PROBLEM DESCRIPTION = Every line from the one containing "positive clicks: (633, 471)" to the one containing "positive clicks: (472, 67)" in the records below, both included, must be set down exactly, and no other line.

INFORMATION PROVIDED =

--------------------

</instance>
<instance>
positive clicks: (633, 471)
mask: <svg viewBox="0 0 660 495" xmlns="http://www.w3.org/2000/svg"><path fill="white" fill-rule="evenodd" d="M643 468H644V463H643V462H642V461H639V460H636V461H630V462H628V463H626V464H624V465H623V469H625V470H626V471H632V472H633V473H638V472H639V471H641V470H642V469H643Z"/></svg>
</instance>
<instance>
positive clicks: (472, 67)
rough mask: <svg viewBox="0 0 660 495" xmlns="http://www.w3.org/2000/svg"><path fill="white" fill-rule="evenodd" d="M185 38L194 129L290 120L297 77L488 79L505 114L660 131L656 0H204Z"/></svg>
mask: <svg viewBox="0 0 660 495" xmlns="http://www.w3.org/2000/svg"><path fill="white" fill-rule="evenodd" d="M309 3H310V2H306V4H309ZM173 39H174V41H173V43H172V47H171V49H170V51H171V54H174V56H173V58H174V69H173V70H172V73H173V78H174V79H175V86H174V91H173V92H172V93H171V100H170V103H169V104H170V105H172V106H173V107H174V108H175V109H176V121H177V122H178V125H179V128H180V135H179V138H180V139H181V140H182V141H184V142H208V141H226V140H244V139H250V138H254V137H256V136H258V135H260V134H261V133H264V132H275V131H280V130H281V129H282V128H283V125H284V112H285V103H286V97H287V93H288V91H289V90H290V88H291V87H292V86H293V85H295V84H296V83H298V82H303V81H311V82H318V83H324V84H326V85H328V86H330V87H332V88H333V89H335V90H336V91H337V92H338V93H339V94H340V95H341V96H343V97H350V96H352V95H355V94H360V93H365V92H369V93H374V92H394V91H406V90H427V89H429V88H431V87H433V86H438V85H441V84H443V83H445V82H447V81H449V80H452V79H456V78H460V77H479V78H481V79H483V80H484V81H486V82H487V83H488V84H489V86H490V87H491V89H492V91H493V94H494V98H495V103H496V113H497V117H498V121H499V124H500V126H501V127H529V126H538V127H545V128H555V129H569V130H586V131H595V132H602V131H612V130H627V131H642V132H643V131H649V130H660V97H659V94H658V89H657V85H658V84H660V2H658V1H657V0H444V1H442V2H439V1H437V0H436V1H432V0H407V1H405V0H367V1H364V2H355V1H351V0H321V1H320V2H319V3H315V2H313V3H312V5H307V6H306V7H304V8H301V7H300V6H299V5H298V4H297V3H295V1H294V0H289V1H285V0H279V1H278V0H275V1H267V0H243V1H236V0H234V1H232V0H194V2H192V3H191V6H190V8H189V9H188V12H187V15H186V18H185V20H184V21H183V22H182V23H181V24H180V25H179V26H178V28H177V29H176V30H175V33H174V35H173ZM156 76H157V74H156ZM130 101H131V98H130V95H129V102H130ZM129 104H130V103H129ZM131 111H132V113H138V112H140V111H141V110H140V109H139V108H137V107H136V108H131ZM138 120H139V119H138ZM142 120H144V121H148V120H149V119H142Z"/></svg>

--------------------

TASK RESULT =
positive clicks: (633, 471)
mask: <svg viewBox="0 0 660 495" xmlns="http://www.w3.org/2000/svg"><path fill="white" fill-rule="evenodd" d="M643 468H644V463H643V462H642V461H639V460H636V461H630V462H628V463H626V464H624V465H623V469H625V470H626V471H632V472H633V473H638V472H639V471H641V470H642V469H643Z"/></svg>
</instance>
<instance>
positive clicks: (472, 67)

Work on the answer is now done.